→ TO DO:
Copy each line below that contains "with".

Image point grounding data:

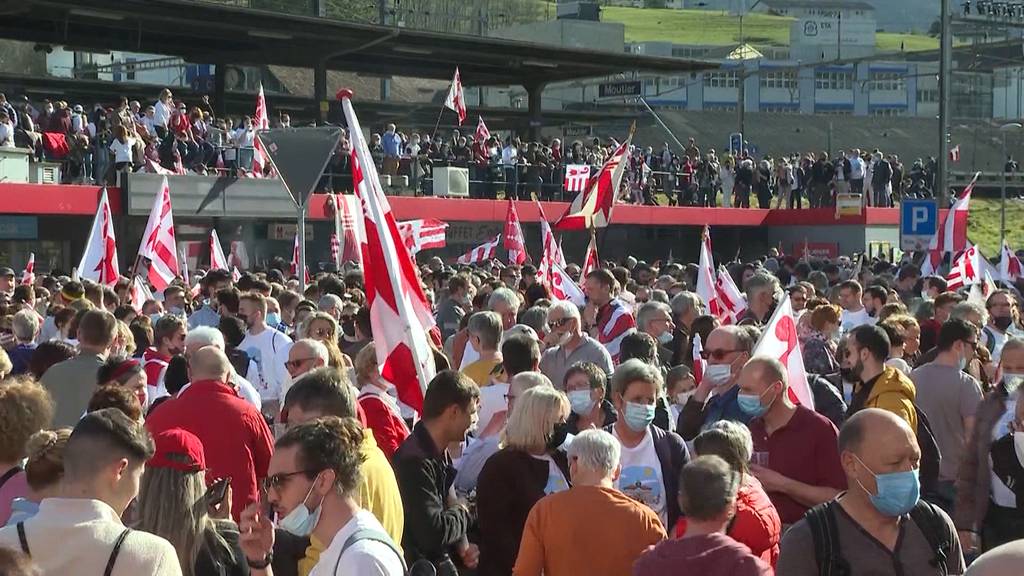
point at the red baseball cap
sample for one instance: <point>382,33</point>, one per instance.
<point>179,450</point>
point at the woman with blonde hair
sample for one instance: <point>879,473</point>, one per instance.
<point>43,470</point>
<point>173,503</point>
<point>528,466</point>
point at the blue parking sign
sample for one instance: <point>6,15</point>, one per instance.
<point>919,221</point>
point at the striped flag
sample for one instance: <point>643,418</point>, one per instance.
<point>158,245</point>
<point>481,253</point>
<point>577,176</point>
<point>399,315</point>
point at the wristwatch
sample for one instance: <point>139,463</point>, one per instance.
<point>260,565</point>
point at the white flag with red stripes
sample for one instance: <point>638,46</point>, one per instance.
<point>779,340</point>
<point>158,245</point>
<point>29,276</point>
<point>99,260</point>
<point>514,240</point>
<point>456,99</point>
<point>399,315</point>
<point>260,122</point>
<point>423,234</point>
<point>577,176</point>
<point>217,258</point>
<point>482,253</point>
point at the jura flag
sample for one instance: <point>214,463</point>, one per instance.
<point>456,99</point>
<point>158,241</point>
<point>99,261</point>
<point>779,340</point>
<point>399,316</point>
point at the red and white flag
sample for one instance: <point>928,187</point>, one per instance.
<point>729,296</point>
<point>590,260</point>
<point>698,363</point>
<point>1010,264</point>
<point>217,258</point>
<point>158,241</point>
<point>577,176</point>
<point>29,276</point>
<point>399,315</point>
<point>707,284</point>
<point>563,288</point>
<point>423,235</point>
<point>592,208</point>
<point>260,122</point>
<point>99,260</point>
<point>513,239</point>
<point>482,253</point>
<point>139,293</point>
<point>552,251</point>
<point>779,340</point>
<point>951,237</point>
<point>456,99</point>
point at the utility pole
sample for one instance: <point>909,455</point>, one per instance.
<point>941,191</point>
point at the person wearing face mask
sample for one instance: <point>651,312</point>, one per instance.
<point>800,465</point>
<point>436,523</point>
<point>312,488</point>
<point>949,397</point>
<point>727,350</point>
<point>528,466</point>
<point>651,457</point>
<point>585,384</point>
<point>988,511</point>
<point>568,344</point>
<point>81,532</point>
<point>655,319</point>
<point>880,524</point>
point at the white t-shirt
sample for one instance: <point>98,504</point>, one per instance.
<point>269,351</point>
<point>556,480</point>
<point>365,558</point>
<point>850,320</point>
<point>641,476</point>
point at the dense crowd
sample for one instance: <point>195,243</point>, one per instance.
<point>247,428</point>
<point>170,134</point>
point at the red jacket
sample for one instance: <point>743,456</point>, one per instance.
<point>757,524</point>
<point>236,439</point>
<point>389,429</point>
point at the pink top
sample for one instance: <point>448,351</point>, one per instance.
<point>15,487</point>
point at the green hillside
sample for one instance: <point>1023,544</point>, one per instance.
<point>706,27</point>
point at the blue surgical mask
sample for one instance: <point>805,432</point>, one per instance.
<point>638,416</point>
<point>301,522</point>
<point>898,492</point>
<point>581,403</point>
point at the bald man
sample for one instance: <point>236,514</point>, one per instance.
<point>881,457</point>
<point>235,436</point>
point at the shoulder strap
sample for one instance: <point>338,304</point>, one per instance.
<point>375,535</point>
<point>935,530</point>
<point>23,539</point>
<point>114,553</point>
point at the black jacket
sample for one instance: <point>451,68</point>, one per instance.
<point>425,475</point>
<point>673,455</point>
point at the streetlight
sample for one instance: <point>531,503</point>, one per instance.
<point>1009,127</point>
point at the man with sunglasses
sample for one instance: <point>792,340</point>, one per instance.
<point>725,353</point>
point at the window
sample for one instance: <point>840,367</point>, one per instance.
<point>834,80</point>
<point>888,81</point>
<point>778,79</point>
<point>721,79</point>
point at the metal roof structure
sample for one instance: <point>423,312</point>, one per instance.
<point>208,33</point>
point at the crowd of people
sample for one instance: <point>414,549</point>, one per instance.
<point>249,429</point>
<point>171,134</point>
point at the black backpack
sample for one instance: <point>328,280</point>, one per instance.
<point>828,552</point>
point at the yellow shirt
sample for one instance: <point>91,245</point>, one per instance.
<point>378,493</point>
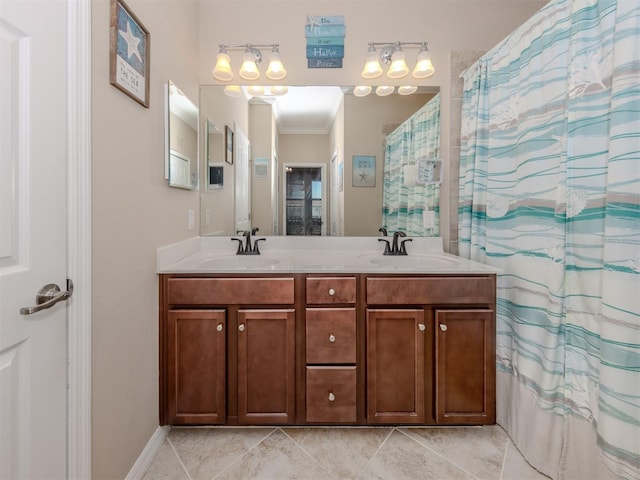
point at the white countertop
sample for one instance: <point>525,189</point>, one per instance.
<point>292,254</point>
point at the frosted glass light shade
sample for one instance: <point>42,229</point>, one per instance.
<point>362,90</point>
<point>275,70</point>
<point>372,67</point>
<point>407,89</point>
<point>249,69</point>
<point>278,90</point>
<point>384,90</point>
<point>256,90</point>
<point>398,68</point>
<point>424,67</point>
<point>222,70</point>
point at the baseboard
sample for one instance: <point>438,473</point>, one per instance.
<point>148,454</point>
...
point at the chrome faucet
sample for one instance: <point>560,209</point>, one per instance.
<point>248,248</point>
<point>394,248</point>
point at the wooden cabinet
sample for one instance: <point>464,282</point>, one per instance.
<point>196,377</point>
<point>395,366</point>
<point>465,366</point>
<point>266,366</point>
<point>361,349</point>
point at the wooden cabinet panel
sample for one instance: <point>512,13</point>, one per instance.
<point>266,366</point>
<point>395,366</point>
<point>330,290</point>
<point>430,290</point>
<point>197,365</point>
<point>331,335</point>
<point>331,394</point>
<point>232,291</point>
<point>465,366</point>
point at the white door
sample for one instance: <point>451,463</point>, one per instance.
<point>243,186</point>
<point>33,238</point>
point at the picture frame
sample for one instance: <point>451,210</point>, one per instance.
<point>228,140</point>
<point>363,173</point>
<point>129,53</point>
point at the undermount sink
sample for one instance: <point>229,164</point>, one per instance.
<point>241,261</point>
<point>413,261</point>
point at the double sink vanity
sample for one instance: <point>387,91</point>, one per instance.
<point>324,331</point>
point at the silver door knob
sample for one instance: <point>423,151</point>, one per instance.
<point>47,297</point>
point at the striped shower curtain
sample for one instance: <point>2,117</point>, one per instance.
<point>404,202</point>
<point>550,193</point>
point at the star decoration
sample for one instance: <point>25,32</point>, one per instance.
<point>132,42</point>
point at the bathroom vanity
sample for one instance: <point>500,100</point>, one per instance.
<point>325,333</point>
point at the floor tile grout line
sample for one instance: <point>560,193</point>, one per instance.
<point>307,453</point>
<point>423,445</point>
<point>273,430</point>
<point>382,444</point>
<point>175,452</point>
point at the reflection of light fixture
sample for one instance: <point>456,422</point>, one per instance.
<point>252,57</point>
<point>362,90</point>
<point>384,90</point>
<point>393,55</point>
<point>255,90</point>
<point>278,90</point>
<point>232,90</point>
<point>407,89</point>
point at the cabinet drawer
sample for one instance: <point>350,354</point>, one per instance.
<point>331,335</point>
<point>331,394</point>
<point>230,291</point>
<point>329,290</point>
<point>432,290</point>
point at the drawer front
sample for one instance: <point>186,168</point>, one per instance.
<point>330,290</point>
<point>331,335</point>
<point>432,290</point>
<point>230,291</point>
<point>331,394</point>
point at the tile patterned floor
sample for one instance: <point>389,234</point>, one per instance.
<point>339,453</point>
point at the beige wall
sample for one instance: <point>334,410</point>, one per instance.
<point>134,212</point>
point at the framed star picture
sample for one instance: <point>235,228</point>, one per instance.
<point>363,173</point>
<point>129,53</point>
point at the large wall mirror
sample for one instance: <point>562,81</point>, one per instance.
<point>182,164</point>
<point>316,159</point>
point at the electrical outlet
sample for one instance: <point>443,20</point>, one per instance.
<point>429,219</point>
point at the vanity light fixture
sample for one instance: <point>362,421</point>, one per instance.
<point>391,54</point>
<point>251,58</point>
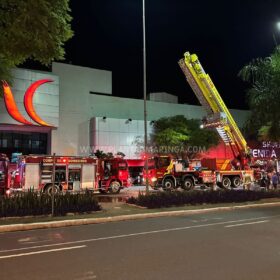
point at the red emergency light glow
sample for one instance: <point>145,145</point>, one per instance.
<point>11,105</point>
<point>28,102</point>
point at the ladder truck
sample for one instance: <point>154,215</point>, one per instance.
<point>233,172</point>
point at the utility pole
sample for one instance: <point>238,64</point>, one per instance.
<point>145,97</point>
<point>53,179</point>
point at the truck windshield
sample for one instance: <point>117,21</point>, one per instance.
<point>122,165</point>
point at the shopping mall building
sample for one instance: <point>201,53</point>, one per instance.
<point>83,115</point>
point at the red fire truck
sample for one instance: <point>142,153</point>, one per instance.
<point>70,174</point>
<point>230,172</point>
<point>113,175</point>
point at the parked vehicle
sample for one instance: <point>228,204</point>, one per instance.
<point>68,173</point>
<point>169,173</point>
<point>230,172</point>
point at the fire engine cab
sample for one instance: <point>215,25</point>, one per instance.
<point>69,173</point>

→ RESULT OF THIS EXERCISE:
point at the woman with blonde hair
point at the white flag with red stripes
point at the man with sunglasses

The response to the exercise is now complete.